**Tasks to perform:**
(a) Answer these questions about the DCG translation text:
(i) In the example, which two lists are used to represent the list [1,2]?
(ii) Why was the built-in predicate given the name upper-case C?
(iii) What value of L is reported for the query that succeeds?
(b) In the DCG translation text, write out the passage from "label(X) --> [X]." up to and including "S) :- 'C'(S0,X,S).", substituting "end" for each occurrence of "stop".

**Text segment:**
------------------------------------

Definite Clause Grammar Translation



Definite clause grammar processing is based on difference lists. Difference lists are used to avoid incessantly appending lists. For instance with a production A --> BC, to test if a list is derived from A, we must test if it is the concatenation of a list derived from B with a list derived from C. This would mean every derivation step requires a concatenation (several for longer right-hand sides), typically of long lists. With difference list processing, we require no list concatenation at all!


A difference list in Prolog represents a list by using two lists. The idea is, for instance, to use lists [1,2 | Xs] and Xs to represent the list [1,2] = [1,2 | Xs] - Xs, the “difference”. And Xs can be any other list allowing it to change dynamically. The advantage is in concatenating difference lists since to append difference lists As-Bs and Bs-Cs, the result is simply As-Cs -- no concatenation, just another pairing.


When a Prolog program is consulted, a DCG rule such as

p(X, Y) --> q(X), r(X, Y), s(Y).

is translated into the normal Prolog clause

p(X, Y, L0, L) :- q(X, L0, L1), r(X, Y, L1, L2), s(Y, L2, L).


Supplied parameters (which are optional) X and Y are retained, and two additional difference list parameters are added at the end. Thus the interpretation is that p(X,Y) derives the initial portion of list L0 leaving L -- that is, p(X,Y) derives L0-L. The above clause is read as: list L0-L is derived by p(X,Y) if q(X) derives list L0 leaving L1, r(X,Y) derives L1 leaving L2, and s(Y) derives L2 leaving L. Then a query to check if some specific list As is derived using parameters 'a' and 'b' is entered as

?- p(a,b,As,[ ]).


Deriving literals is translated using the built-in predicate 'C'(L1, X, L2), read as “'C' derives list L1 leaving list L2 if L1 = [X | L2]”, and processing the single token X. It is defined (only internally) by the single clause

'C'([X|S], X, S).

The 'C' predicate is motivated by a rare technical situation but is used for all terminals to replace the use of an append operation;  it has been given the name upper-case C to avoid accidentally clashing with any ordinary or internal Prolog predicate name.


So, for instance, DCG

cmds(X) --> [go,to], label(X), [stop].

label(X) --> [X].

is translated as

cmds(X, S0, S) :- 'C'(S0, go, S1), 'C'(S1, to, S2),

                   label(X, S2, S3), 'C'(S3, stop, S).

label(X, S0, S) :- 'C'(S0,X,S).

and a corresponding query that succeeds is

?- cmds(L,[go,to,abc,stop],[ ]).

yes L = abc

------------------------------------

**Data listing:**

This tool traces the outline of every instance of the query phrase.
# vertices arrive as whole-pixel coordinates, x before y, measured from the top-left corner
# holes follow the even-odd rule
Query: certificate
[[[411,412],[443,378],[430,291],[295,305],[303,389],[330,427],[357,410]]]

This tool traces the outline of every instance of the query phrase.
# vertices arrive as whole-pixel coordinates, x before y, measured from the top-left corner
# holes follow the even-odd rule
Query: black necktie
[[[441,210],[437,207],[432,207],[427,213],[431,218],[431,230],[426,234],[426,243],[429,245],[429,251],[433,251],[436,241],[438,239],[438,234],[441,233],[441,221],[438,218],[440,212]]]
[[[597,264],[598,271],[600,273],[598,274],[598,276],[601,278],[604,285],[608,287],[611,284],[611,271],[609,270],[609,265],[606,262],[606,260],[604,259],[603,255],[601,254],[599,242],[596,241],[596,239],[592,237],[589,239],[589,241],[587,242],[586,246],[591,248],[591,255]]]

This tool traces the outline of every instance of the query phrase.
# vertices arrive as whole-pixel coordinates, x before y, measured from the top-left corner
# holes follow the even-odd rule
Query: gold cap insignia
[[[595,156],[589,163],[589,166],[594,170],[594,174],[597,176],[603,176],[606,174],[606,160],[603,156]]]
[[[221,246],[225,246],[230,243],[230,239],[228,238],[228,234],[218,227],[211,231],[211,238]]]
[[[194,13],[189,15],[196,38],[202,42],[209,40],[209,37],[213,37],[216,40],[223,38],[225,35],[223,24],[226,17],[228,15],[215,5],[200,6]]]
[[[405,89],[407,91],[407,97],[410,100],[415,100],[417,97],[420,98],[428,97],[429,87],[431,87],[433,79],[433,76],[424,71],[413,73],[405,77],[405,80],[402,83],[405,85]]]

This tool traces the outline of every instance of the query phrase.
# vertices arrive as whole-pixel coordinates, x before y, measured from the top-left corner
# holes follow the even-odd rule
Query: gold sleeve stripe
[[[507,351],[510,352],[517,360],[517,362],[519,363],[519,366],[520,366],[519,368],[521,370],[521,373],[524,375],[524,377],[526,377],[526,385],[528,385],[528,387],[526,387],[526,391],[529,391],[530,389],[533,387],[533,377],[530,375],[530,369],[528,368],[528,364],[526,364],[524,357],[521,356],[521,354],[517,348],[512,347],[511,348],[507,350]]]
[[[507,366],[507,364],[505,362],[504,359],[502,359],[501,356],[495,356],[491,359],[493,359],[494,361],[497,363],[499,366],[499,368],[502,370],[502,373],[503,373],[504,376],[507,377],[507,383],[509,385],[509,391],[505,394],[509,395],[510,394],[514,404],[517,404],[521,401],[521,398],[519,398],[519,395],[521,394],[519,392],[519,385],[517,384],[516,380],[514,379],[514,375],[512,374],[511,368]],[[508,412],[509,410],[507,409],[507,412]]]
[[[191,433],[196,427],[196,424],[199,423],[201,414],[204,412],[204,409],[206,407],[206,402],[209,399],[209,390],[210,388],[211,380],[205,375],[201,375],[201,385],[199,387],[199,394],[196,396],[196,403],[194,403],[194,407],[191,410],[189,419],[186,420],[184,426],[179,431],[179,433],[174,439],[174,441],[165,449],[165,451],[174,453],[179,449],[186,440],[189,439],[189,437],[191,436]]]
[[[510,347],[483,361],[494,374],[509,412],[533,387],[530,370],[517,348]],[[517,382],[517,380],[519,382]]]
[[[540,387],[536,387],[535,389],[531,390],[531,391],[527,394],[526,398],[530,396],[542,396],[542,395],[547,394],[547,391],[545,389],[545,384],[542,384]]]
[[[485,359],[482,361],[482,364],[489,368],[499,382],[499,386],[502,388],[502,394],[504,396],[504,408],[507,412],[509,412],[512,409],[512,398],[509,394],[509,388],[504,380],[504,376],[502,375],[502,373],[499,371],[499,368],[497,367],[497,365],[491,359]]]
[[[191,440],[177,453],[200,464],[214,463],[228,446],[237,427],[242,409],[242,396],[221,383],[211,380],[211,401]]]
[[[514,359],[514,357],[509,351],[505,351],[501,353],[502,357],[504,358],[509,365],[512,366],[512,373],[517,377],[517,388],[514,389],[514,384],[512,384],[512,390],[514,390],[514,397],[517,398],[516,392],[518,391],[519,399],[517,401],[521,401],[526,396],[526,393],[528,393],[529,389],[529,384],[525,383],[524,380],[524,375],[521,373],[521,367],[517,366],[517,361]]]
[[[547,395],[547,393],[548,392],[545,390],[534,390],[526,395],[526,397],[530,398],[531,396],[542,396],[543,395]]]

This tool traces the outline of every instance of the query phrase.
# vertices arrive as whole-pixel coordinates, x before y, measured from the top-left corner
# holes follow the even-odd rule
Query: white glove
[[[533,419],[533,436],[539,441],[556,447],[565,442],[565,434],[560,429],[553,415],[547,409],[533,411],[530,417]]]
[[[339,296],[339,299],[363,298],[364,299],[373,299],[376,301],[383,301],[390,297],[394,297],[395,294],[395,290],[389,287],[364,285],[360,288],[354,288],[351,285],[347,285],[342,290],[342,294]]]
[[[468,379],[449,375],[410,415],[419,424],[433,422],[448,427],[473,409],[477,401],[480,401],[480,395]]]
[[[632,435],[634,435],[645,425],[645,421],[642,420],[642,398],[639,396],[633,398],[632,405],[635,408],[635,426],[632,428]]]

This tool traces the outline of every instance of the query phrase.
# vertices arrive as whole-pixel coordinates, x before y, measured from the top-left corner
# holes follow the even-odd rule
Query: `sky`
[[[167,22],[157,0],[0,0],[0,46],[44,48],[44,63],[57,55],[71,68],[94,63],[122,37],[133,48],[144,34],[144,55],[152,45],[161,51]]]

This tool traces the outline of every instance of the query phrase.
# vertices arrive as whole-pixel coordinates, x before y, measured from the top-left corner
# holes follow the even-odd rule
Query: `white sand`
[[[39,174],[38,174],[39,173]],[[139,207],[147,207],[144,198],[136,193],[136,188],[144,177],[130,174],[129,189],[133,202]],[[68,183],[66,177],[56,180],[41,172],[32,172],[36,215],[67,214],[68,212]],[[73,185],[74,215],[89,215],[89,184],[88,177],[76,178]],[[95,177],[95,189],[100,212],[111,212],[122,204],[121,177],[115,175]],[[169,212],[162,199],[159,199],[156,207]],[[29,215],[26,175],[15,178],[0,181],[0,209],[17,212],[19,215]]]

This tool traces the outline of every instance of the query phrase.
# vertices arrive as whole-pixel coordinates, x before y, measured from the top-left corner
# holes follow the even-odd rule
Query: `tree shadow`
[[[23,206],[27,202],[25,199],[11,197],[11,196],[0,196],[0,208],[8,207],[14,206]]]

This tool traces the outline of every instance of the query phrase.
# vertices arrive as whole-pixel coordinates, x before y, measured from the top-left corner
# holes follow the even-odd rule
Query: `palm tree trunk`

------------------------------------

**Answers per task:**
(a)
(i) [1,2 | Xs] and Xs.
(ii) To avoid accidentally clashing with any ordinary or internal Prolog predicate name.
(iii) L = abc.

(b)
label(X) --> [X].

is translated as

cmds(X, S0, S) :- 'C'(S0, go, S1), 'C'(S1, to, S2),

                   label(X, S2, S3), 'C'(S3, end, S).

label(X, S0, S) :- 'C'(S0,X,S).